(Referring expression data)
Segment Open

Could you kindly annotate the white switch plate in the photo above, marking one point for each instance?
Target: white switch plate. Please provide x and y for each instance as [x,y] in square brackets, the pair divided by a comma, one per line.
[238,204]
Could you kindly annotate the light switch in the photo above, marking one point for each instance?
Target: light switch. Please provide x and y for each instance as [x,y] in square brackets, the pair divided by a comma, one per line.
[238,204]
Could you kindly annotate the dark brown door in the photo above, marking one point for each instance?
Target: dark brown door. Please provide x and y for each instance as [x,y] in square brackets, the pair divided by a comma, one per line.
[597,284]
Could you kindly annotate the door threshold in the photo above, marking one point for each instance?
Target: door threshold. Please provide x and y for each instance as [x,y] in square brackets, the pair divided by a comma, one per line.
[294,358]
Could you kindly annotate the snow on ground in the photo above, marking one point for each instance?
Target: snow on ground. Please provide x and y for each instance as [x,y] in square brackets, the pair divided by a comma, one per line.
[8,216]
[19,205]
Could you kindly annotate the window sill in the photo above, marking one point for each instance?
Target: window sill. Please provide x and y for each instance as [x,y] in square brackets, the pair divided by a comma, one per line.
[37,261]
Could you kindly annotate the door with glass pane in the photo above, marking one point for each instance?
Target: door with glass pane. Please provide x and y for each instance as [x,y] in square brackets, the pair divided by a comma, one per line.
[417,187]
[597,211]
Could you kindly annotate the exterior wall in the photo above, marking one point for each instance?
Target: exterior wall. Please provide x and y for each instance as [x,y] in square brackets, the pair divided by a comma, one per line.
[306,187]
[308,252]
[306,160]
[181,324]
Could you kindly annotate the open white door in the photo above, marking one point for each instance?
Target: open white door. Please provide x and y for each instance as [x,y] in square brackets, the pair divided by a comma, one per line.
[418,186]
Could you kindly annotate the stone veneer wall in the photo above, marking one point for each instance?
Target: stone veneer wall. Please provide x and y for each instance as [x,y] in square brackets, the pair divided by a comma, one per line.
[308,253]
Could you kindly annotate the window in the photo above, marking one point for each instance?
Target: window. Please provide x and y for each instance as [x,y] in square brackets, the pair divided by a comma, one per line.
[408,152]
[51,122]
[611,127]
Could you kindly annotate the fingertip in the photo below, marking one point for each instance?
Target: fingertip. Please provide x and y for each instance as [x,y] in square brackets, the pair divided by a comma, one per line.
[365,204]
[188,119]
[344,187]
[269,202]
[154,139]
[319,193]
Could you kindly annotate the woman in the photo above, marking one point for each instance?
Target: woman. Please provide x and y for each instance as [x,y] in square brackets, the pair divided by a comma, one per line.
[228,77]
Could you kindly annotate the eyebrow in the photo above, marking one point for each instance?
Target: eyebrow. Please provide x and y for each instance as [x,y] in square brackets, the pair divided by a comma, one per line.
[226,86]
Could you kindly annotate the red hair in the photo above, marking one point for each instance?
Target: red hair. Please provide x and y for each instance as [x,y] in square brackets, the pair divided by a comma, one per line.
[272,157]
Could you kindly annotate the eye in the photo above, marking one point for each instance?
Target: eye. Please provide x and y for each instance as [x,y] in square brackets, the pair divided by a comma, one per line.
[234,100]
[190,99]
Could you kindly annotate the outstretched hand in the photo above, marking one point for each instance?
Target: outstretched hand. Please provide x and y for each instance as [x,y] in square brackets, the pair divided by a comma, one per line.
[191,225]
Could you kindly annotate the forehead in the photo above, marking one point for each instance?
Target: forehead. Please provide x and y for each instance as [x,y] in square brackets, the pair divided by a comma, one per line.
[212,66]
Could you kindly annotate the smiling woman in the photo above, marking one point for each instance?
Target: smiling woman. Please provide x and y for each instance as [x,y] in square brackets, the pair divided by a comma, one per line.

Segment Closed

Exact transcription of the records is all that is wanted.

Could you kindly annotate the white switch plate in the photo above, marking one point for each instance?
Target: white switch plate. Please provide x and y for each instance as [x,y] in square brackets, the pair divided by a comma, one per line.
[238,204]
Could you kindly annotate the light switch in the photo above, marking one point for each instance?
Target: light switch. Please provide x and y for each instance as [x,y] in square brackets, the pair divided by a comma, one per line.
[238,204]
Could you kindly annotate the dark brown door in the photo above, marking one point for each instance?
Target: dark brown door. Please provide x and y for each instance as [x,y] in square brackets, the pair divided by a comma, one per line.
[597,284]
Could you kindly annotate the door threshold in the photo above, marking one point for each instance?
Target: door threshold. Please provide x and y for each instance as [x,y] in square brackets, the pair divided by a comma, one per line.
[294,358]
Could you kindly annotate the snow on ground in the photo above, marking one point for each instance?
Target: snow on ground. Please provide x and y for each instance as [x,y] in square brackets, the pair divided by a comma, one per line.
[8,216]
[19,205]
Could you kindly annotate the window sill in the photo above, marking one point for each instance?
Target: window sill. Please provide x and y for each instance as [x,y] in square brackets, the pair divided by a comma, one per line.
[37,261]
Could you kindly annotate the door with glass pane in the photo above, marking one point for each instance?
Target: door with glass pane. Please provide x and y for each instance as [x,y] in square brackets, the pair divided by a comma, one per line.
[417,187]
[597,211]
Could you kindly annotate the exterior wall in the photo above, marking one point for each instance?
Target: exterior wall. Please provide x and y for each instance as [x,y] in square brackets, the pair divided by a comma, one per line.
[306,187]
[308,252]
[306,160]
[181,324]
Could you kindly annotate the open white door in the photo above, marking one point for each instance?
Target: open white door. Please provide x and y for each instance as [x,y] in square brackets, the pair divided by a comma, one per line.
[418,186]
Could you kindly annotate the stone veneer wall in the photo above, marking one point for each instance?
Target: stone veneer wall. Please provide x and y for each instance as [x,y] in square brackets, the pair divided by a comma, one per line.
[308,253]
Could you kindly annotate the window in the photo above, marking one point for each instance?
Target: window. Please provide x and y for each instance as [x,y] in square brackets, the pair divided by a comma, one per line.
[408,152]
[51,122]
[611,127]
Could you kindly annotate the fingertip in the photo below, marking one point for each instance?
Target: fingertip. Please provide x and y for each instance as [x,y] in square brackets, the pair divided by a comma, one per line.
[365,204]
[188,119]
[344,187]
[269,202]
[154,139]
[319,193]
Could you kindly annotate the woman in the photo above, marking one point for each instance?
Target: woman. Please provide x and y for each instance as [x,y] in square brackets, the pair divided by a comma, one per line.
[228,77]
Could you kindly annotate the eyebrow in the photo above, marking one point for each instance?
Target: eyebrow. Please provide x and y for each instance as [x,y] in square brackets, the pair divided by a comma, one per line.
[226,86]
Could you kindly annotate the red hair in the photo above, marking one point for each instance?
Target: red hair. Please provide x and y for each instance as [x,y] in square brackets, the pair divided by a comma, one per line.
[272,157]
Could you kindly annotate the eye in the photo above, marking one point for each instance?
Target: eye. Please provide x and y for each instance as [x,y] in square brackets, the pair divided by a comma, one per line.
[234,100]
[190,99]
Could you kindly annotate the outstretched hand in the photo above, marking one point for each instance?
Target: outstretched hand. Please provide x and y for each instance as [x,y] in square brackets, the pair divided by a comma, one per line.
[191,225]
Could you kindly annotate the forehead in the photo above, marking one point for each instance?
Target: forehead. Please provide x and y for each instance as [x,y] in square brackets, the pair divided by a comma, one per line.
[212,66]
Could you kindly annotate the smiling woman in the photo above, marking one point for each instance?
Target: smiling woman. Please provide x and y for each instance as [x,y] in square brackets, the pair divided by a comma, one per line.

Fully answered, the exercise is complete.